:: RECORDS PROVIDED ::
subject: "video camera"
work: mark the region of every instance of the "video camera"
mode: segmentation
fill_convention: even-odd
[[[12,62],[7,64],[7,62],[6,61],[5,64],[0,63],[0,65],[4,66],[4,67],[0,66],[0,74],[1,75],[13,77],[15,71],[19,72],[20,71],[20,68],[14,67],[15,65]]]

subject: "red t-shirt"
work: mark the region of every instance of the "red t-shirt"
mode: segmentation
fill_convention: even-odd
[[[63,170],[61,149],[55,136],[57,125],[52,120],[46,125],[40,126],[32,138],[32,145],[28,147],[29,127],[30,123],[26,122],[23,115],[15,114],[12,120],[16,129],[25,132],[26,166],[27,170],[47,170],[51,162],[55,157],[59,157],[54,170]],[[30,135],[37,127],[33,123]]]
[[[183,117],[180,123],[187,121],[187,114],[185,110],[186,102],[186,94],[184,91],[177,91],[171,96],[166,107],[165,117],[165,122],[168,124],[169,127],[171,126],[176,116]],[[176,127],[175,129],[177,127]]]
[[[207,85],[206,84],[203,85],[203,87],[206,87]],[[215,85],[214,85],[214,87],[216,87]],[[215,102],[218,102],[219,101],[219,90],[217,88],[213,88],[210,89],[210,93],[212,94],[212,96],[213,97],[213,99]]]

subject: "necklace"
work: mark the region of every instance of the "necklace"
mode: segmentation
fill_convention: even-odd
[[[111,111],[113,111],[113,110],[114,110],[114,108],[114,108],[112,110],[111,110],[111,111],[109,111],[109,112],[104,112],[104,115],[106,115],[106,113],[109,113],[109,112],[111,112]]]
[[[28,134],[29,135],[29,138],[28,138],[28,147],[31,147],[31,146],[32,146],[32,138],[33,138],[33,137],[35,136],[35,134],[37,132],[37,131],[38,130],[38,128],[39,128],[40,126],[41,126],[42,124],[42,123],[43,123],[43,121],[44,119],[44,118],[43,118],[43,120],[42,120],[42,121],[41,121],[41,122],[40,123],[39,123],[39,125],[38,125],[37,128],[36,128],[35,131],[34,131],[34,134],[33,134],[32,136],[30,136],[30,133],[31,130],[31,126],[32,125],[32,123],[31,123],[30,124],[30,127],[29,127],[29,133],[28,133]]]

:: WHAT TO WORK ON ::
Retype the records in full. Keep every line identical to the original.

:: RESPONSE TO THE EXERCISE ::
subject: "video camera"
work: mark the region of every instance of the "video camera"
mode: segmentation
fill_convention: even-odd
[[[12,62],[7,64],[7,62],[6,61],[5,64],[0,63],[0,65],[4,66],[4,67],[0,66],[0,74],[1,75],[13,77],[15,71],[19,72],[20,71],[20,68],[14,67],[15,65]]]

subject: "red t-shirt"
work: mark the region of every instance of the "red t-shirt"
mode: segmentation
fill_convention: even-odd
[[[63,170],[61,149],[55,136],[57,125],[52,120],[46,125],[40,126],[32,138],[32,145],[28,147],[29,127],[30,123],[26,122],[23,115],[15,114],[12,120],[16,129],[25,132],[26,166],[27,170],[47,170],[51,162],[55,157],[59,157],[54,170]],[[30,135],[37,127],[33,123]]]
[[[183,117],[180,123],[187,121],[187,114],[185,110],[186,102],[186,94],[184,91],[177,91],[171,96],[166,107],[165,117],[165,122],[168,124],[169,127],[171,126],[176,116]],[[176,127],[175,129],[177,127]]]
[[[207,85],[206,84],[203,85],[203,87],[206,87]],[[215,85],[214,85],[214,87],[216,87]],[[215,102],[218,102],[219,101],[219,90],[217,88],[213,88],[210,89],[210,93],[212,94],[212,96],[213,97],[213,99]]]

subject: "necklace"
work: mark the region of every instance of the "necklace"
mode: segmentation
fill_convention: even-odd
[[[111,111],[113,111],[113,110],[114,110],[114,108],[114,108],[112,110],[111,110],[111,111],[109,111],[109,112],[104,112],[104,115],[106,115],[106,113],[109,113],[109,112],[111,112]]]
[[[28,134],[29,135],[29,138],[28,138],[28,147],[31,147],[31,146],[32,146],[32,138],[33,138],[33,137],[35,136],[35,134],[37,132],[37,131],[38,130],[38,128],[39,128],[40,126],[41,126],[42,124],[42,123],[43,123],[43,121],[44,119],[44,118],[43,118],[43,120],[42,120],[42,121],[41,121],[41,122],[40,123],[39,123],[39,125],[38,125],[37,128],[36,128],[35,131],[34,131],[34,134],[33,134],[32,136],[30,136],[30,133],[31,130],[31,126],[32,125],[32,123],[31,123],[30,124],[30,127],[29,127],[29,133],[28,133]]]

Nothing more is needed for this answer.